--- start Page extract ---

After the Court of Justice of the European Union (CJEU) invalidated Privacy Shield, noyb filed 101 identical complaints across every EU member state, targeting websites that continued using Google Analytics and Facebook Connect. The responses from national data protection authorities (DPAs) followed one by one — and the verdicts were unanimous.
The Rulings
- January 2022 — Austria (DSB): The Austrian DPA was the first to rule. It found that a health-focused website's use of Google Analytics violated GDPR because visitor data (including IP addresses and cookie identifiers) was transferred to Google servers in the United States without an adequate legal basis. IP anonymization was in place but was deemed insufficient.
- February 2022 — France (CNIL): The CNIL ruled that a major French website's use of Google Analytics was illegal. The CNIL explicitly stated that the supplementary measures implemented (including pseudonymization and encryption) were not effective enough to prevent US intelligence agencies from accessing the data. The website was given one month to comply.
- June 2022 — Italy (Garante): Italy's data protection authority ruled against a web publisher, echoing the Austrian and French decisions. The Garante gave a 90-day deadline to bring the website into compliance or stop using Google Analytics entirely.
- September 2022 — Denmark (Datatilsynet): The Danish DPA concluded that Google Analytics could not be used lawfully without effective supplementary measures to protect data transferred to the US. The authority went further, issuing guidance that Standard Contractual Clauses alone were insufficient.
- November 2022 — Finland (Tietosuojavaltuutettu): Finland joined the growing list, ruling that a Finnish website's use of Google Analytics constituted an unlawful transfer of personal data to a third country.
- 2023 — Norway (Datatilsynet): The Norwegian DPA issued a preliminary decision finding Google Analytics use non-compliant, adding Scandinavia to the list of jurisdictions where GA is on shaky legal ground.
These are not fringe opinions. They represent a pan-European consensus among independent regulatory bodies. The European Data Protection Board (EDPB) coordinated many of these investigations through a dedicated task force, ensuring consistency in their analysis.
Key Point
Every EU DPA that has examined Google Analytics has found it non-compliant. Not a single authority has ruled in Google's favor. The legal risk is not hypothetical — it has been confirmed by regulators across the continent.
Why GA4 Still Has GDPR Problems
Google replaced Universal Analytics with GA4 in July 2023, and one of the stated goals was to improve privacy. GA4 does offer some improvements — IP addresses are no longer logged by default, and there are more granular data controls. But the fundamental GDPR issues remain.
1. US Data Transfers
GA4 data is processed on Google's infrastructure, which is predominantly based in the United States. Even when Google claims to process EU data on European servers, the data is still accessible to the US-based parent company and, by extension, to US intelligence agencies under FISA Section 702 and Executive Order 12333.

--- end Page extract ---
--- start Extracted records ---

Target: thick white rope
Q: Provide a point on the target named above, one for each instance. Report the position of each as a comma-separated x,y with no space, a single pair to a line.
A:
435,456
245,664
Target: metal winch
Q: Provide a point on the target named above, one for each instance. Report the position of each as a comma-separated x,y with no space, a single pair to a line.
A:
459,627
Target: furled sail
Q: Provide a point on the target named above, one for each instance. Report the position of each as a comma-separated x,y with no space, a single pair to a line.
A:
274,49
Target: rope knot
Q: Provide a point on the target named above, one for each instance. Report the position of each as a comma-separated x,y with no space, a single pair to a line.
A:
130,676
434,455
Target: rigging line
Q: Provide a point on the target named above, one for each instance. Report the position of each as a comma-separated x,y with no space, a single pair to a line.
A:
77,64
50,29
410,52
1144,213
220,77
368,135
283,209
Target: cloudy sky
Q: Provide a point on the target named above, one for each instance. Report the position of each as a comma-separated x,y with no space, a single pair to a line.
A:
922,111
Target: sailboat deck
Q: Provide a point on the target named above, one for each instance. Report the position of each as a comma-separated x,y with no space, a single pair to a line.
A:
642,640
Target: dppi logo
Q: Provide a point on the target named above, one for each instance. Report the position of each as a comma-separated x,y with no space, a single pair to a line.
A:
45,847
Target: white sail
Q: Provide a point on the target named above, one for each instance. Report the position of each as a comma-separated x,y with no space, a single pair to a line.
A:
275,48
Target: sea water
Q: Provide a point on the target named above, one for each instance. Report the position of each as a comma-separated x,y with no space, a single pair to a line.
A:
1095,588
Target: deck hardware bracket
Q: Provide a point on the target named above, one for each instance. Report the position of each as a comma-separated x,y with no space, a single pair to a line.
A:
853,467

--- end Extracted records ---

Tasks to complete
1 > Answer from the page on Google Analytics and GDPR:
(a) How long did the CNIL give the French website to comply?
(b) What did the Danish DPA's guidance say about Standard Contractual Clauses?
(c) In what month and year did Google replace Universal Analytics with GA4?
2 > Extend the page on Google Analytics and GDPR, starting after its final sentence.
The entries have nothing to do with the page on Google Analytics and GDPR.

Per-task answers
1 >
(a) One month.
(b) That Standard Contractual Clauses alone were insufficient.
(c) July 2023.

2 >
Google now relies on the EU-US Data Privacy Framework (DPF), adopted in July 2023, as the legal basis for transatlantic data transfers. However, noyb and other privacy experts have already challenged the DPF, arguing it suffers from the same structural flaws that led the CJEU to strike down both Safe Harbor and Privacy Shield. A new CJEU challenge is widely expected, and many legal commentators predict the DPF will eventually be invalidated (“Schrems III”).
2. Cookies and Unique Identifiers
GA4 still sets first-party cookies by default (the _ga cookie, among others). Under the ePrivacy Directive — which works alongside GDPR — any non-essential cookie requires explicit, informed, freely-given consent before it is placed on a visitor's device. This means you need a fully GDPR-compliant consent banner that blocks GA4 until the user actively clicks “Accept.”
In practice, 30% to 70% of visitors decline or ignore consent banners, depending on geography and implementation. That means GA4 sees only a fraction of your actual traffic, creating a massive data gap that undermines the entire purpose of analytics.
3. Google Retains and Uses Your Data
Even with GA4's improved privacy settings, Google retains analytics data for its own purposes. Google's terms of service allow it to use aggregated analytics data for benchmarking, product improvement, and advertising insights. Under GDPR's principle of purpose limitation, data collected for your website analytics should not be repurposed by Google for its own commercial interests without separate, explicit consent from your visitors.
Furthermore, GDPR's concept of joint controllership means that if Google processes your visitors' data for its own purposes, both you and Google may be considered joint data controllers — increasing your legal exposure significantly.
Why IP Anonymization Is Not Enough
GA4 no longer logs full IP addresses, which Google touts as a privacy improvement. But the Austrian DPA specifically ruled that IP anonymization alone does not achieve GDPR compliance. The cookie identifiers, client IDs, and other metadata GA4 still collects are themselves personal data under EU law. Removing the IP does not remove the problem.
Can You Make GA4 GDPR-Compliant?
Google and many marketing agencies will tell you that GA4 can be made GDPR-compliant with the right configuration. That is technically possible in theory, but the reality is far more complex. Here are the common approaches and why each falls short on its own.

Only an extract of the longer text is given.